According to the European Commission, as the project prepares for commercialization, Ansaldo and partners will also develop a roadmap toward demonstrating the fully developed system in a power plant environment.

Ansaldo said that FLEX4H2 “will present credible pathways for comprehensive exploitation of the project’s results and (thereby) provide the basis for a firm contribution to the EU Green Deal towards decarbonization of the electric power sector by 2030 and beyond.”

FLEX4H2 partners include entities from six European countries. Along with Ansaldo, these include Arttic Innovation (Germany), Centre Européenne de Recherche et de Formation Avancée en Calcul Scientifique – CERFACS (France), Deutsches Zentrum für Luft- und Raumfahrt – DLR (Germany), Edison (Italy), ETN Global (Belgium), Sintef Energi (Norway), Ansaldo Energia Switzerland (Switzerland), Zürcher Hochschule für angewandte Wissenschaften – ZHAW (Switzerland).

The project is jointly funded by the EU Horizon Europe Research and Innovation Framework Programme under the Clean Hydrogen Partnership (GA No. 101101427). It also has funding from the Swiss Federal Department of Economic Affairs, Education and Research, and the Swiss State Secretariat for Education, Research and Innovation (SERI).

__WHAT TO DO__
1. Summarize the FLEX4H2 text in two sentences.
2. Reproduce word for word the stretch of the FLEX4H2 text from "FLEX4H2 partners include" through "Wissenschaften – ZHAW (Switzerland).".
Rely solely on the FLEX4H2 text to answer.

__DATASET EXCERPTS__

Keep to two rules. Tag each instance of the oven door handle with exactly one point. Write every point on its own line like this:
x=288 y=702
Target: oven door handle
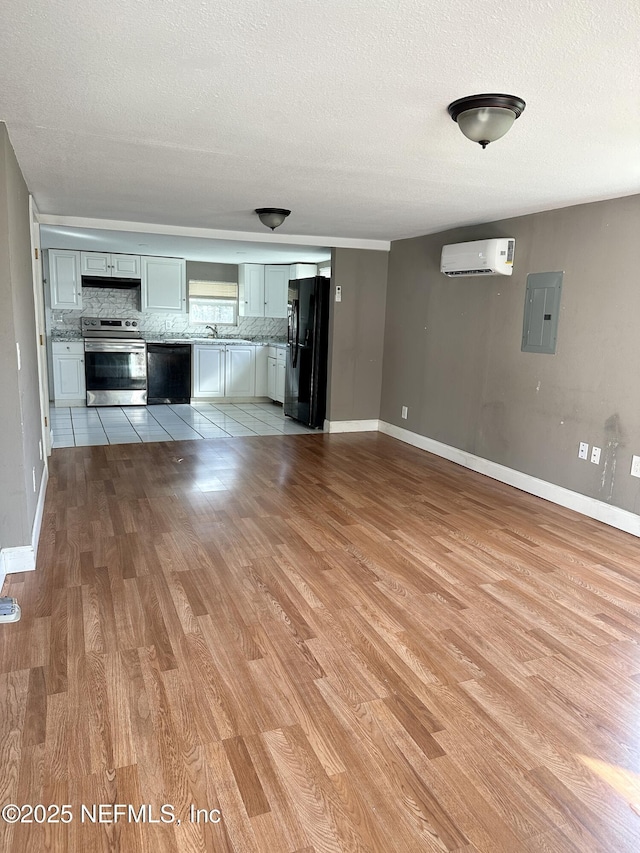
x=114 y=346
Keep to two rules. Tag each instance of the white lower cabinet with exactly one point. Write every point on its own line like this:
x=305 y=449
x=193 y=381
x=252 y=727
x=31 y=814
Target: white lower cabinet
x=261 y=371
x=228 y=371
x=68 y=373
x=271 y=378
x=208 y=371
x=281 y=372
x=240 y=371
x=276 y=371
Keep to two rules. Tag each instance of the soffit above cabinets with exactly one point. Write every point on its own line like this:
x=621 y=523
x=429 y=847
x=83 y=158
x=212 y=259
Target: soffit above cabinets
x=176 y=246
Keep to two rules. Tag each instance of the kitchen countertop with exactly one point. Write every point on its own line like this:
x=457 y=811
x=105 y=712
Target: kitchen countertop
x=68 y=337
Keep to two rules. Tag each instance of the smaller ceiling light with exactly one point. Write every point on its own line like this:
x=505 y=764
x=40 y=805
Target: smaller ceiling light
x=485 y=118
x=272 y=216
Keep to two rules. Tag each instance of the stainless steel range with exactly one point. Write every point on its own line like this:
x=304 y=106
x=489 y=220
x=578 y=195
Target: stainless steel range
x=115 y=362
==
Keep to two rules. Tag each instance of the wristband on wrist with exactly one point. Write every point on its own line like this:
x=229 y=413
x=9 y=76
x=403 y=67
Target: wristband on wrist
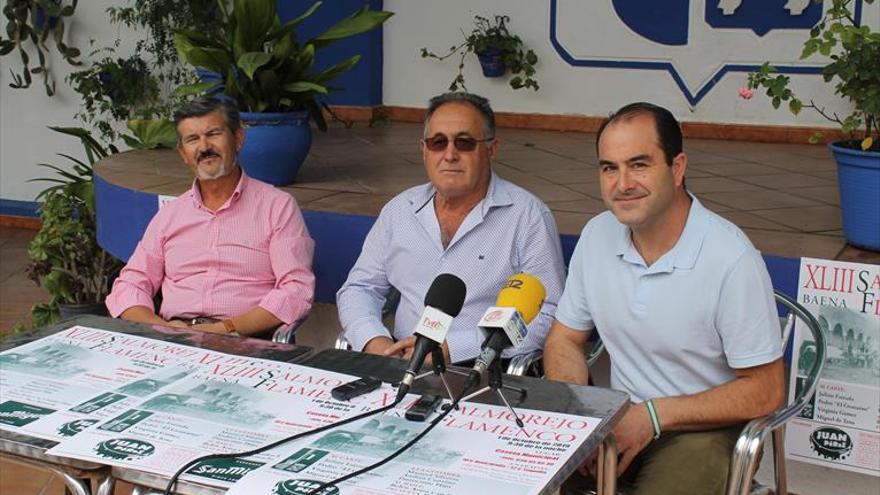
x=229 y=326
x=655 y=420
--
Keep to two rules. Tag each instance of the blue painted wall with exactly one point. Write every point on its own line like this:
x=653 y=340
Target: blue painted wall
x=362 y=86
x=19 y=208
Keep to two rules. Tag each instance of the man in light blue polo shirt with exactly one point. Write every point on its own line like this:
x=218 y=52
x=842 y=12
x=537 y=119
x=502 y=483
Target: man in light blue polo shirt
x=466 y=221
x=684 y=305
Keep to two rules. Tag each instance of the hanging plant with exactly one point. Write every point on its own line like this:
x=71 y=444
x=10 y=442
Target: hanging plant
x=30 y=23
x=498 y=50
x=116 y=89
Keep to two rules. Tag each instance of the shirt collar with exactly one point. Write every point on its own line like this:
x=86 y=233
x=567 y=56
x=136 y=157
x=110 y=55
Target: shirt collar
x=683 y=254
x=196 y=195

__SOLUTIONS TO THE EXERCISE__
1. Ansaldo and its FLEX4H2 partners, entities from six European countries, will develop a roadmap toward demonstrating the fully developed system in a power plant environment. Ansaldo says the project will contribute to the EU Green Deal's decarbonization of the electric power sector by 2030 and beyond, and the project is jointly funded by EU Horizon Europe under the Clean Hydrogen Partnership, with additional funding from Swiss federal bodies.

2.
FLEX4H2 partners include entities from six European countries. Along with Ansaldo, these include Arttic Innovation (Germany), Centre Européenne de Recherche et de Formation Avancée en Calcul Scientifique – CERFACS (France), Deutsches Zentrum für Luft- und Raumfahrt – DLR (Germany), Edison (Italy), ETN Global (Belgium), Sintef Energi (Norway), Ansaldo Energia Switzerland (Switzerland), Zürcher Hochschule für angewandte Wissenschaften – ZHAW (Switzerland).